▶ _SHORT EXERCISE_:
Copy the records word for word, from their first line through the line containing "[(416, 594)]", with both of those lines included.

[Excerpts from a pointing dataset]

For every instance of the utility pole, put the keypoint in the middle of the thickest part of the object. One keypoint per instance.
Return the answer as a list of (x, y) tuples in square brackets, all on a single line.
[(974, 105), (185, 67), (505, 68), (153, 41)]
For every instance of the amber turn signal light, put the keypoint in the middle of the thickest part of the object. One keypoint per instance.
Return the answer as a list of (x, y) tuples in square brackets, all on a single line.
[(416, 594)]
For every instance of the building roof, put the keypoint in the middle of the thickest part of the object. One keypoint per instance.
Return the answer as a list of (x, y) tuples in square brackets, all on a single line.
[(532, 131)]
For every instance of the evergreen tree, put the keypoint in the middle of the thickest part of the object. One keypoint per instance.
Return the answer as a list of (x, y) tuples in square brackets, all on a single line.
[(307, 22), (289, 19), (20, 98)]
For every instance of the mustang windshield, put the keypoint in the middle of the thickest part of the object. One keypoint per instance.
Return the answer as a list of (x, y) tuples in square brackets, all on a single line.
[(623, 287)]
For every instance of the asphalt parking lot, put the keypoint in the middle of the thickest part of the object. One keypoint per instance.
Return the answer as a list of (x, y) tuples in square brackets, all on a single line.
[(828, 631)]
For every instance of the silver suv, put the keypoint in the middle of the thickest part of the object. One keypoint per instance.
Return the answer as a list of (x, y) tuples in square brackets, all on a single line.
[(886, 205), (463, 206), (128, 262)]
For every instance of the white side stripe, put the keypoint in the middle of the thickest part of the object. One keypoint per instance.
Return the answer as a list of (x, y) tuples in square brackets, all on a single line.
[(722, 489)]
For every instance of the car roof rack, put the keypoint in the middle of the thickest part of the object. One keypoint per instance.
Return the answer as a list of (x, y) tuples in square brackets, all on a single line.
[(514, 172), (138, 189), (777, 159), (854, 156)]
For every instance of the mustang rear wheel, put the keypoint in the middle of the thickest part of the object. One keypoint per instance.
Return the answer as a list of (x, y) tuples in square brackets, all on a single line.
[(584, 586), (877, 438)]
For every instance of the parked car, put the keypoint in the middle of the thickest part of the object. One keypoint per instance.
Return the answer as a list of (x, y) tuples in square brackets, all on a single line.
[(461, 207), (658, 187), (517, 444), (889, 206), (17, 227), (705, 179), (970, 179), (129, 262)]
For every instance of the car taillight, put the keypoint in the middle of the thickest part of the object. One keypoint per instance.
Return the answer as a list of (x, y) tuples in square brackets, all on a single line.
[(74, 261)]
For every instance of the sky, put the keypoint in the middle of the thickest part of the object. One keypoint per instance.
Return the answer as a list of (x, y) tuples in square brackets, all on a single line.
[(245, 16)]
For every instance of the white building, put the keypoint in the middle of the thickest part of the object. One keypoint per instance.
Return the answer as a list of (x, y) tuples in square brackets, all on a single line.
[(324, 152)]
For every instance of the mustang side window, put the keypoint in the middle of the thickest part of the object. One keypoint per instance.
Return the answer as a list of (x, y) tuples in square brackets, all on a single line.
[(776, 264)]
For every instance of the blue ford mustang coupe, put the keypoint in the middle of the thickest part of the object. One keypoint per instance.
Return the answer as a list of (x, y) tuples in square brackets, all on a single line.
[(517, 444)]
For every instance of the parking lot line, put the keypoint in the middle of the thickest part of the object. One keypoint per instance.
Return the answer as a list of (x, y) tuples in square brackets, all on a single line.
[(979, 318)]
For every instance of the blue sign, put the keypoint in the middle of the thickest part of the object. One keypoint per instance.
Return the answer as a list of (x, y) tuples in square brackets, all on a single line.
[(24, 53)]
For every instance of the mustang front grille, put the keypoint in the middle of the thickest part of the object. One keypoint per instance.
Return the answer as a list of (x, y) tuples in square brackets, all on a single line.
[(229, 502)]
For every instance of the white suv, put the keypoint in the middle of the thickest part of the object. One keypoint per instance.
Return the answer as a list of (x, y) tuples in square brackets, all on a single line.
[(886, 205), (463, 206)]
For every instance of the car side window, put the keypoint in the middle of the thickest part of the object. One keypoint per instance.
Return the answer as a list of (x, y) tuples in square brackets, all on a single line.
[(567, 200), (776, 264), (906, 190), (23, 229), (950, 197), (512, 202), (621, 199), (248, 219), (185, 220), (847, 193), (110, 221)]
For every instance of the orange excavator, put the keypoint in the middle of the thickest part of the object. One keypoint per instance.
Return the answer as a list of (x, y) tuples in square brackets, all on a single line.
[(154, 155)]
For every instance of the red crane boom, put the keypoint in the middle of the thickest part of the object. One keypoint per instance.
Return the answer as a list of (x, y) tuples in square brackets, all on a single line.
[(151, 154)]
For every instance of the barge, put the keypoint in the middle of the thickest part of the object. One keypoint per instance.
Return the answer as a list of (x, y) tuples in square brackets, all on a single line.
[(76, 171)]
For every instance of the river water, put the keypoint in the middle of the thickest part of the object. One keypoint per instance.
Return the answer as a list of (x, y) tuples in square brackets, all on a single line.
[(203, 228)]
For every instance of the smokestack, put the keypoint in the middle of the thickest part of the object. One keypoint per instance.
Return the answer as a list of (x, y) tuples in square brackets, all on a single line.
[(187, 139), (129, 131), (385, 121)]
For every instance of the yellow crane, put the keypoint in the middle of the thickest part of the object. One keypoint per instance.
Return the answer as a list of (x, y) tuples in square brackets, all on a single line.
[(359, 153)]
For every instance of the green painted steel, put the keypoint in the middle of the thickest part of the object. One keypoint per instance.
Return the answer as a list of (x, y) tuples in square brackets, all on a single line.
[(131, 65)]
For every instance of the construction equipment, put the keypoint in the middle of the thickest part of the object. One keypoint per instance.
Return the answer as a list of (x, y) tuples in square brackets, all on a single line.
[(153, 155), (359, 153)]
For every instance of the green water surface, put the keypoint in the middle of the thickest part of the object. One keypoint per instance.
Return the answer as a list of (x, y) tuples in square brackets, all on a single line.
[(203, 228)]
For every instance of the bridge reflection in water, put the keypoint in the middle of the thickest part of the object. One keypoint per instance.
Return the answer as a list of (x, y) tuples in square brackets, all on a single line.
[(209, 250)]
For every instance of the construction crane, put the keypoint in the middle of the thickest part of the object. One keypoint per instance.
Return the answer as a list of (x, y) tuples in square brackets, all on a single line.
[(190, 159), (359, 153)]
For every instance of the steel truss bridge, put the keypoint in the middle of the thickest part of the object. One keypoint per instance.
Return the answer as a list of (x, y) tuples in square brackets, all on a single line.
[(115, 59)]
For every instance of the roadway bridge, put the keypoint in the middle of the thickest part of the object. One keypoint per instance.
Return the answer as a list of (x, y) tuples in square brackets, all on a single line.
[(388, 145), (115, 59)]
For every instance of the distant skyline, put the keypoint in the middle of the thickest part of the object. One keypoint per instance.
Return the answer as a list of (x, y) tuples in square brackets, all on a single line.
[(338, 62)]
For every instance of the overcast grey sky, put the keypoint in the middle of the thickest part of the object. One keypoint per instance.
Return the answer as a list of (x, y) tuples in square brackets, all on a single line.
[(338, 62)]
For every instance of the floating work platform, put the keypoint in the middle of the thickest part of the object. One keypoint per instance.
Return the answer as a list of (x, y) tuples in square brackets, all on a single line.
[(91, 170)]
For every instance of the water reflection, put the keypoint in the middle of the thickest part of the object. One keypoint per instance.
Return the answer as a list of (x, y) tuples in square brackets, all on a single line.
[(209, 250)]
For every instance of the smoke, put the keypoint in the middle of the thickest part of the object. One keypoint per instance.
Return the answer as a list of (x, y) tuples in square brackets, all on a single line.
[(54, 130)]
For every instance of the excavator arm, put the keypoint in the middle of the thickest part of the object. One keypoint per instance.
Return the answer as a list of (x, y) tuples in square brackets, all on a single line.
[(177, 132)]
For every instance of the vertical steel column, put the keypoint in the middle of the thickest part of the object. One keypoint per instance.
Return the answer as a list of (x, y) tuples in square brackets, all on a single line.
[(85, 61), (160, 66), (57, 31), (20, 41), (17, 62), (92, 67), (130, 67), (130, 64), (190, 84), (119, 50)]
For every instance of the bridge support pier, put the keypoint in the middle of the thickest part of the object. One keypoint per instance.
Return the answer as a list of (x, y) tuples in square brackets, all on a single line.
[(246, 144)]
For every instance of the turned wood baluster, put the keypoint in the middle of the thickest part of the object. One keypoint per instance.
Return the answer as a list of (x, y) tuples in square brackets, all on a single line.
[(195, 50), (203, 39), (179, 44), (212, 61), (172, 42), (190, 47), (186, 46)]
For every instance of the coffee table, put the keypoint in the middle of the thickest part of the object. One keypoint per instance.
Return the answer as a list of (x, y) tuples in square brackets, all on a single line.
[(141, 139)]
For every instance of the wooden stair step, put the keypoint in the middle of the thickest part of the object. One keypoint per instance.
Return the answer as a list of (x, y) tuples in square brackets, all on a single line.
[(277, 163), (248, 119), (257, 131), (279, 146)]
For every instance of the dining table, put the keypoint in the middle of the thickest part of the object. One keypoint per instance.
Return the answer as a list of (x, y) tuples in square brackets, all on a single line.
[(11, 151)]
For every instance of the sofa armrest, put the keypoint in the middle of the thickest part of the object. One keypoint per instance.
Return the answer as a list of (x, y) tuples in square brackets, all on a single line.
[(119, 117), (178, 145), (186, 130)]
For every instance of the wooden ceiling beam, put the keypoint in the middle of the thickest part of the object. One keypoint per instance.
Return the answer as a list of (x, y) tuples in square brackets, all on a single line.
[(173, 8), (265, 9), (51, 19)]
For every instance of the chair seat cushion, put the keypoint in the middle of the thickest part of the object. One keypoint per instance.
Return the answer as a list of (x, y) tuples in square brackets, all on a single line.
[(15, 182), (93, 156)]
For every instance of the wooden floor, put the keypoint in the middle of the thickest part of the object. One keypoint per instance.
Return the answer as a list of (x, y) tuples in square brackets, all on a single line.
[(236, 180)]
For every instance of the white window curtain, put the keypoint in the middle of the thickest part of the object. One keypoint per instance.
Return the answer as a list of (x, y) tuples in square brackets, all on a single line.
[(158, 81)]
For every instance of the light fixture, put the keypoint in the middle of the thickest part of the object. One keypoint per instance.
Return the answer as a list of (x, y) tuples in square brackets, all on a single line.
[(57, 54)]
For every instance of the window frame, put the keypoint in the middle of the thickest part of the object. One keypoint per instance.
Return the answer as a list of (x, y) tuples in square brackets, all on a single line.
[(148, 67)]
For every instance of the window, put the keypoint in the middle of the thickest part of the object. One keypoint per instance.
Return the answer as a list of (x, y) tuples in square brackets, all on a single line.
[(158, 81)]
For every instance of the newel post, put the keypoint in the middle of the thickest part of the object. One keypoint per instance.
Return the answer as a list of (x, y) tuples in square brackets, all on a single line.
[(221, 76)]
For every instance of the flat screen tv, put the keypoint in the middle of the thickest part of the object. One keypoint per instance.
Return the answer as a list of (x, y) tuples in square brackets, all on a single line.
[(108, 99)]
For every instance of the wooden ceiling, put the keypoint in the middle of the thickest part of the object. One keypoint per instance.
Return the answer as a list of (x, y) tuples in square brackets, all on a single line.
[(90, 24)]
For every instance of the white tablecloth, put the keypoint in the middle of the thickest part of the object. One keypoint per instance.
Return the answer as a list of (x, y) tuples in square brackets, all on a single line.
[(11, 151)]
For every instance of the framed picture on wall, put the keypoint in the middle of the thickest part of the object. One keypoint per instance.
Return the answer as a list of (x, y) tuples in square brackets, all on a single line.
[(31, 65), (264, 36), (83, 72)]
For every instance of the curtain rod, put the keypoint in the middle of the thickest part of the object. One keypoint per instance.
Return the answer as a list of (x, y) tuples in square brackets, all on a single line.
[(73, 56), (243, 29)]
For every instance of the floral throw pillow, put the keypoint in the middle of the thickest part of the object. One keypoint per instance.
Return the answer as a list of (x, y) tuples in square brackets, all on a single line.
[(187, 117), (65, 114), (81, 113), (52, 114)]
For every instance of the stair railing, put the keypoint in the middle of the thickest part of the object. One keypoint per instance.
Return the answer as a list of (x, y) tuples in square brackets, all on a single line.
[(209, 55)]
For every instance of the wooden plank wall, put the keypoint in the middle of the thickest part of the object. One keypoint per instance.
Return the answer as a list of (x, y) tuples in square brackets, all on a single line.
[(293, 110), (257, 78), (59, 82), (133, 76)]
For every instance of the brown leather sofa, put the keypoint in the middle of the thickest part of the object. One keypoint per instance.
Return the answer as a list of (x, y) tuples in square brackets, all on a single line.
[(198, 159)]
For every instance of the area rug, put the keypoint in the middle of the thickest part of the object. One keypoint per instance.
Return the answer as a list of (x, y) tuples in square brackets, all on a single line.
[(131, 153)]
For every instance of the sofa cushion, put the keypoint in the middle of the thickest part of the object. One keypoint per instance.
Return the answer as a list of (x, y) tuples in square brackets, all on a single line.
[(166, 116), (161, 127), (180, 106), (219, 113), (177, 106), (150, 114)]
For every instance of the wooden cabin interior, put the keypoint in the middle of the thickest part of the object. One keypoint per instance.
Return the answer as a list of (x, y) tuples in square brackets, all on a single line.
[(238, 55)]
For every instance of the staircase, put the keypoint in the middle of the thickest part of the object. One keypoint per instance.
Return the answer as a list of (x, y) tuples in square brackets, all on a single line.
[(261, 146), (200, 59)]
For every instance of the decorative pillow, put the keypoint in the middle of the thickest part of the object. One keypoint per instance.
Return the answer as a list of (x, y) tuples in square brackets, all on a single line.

▶ _SOLUTION TO THIS PROBLEM_:
For every instance of the utility pole, put the keypoint in the middle of the thickest part of the object. One keypoint per instance.
Return the answer as a list of (x, y) tuples in square brackets, all on a single line.
[(974, 105), (185, 67), (505, 68), (153, 41)]
For every instance of the amber turn signal light, put the keypoint in the middle of the thickest part of the object. One keypoint per instance.
Return the answer as a list of (x, y) tuples in square brackets, all on a single line.
[(416, 594)]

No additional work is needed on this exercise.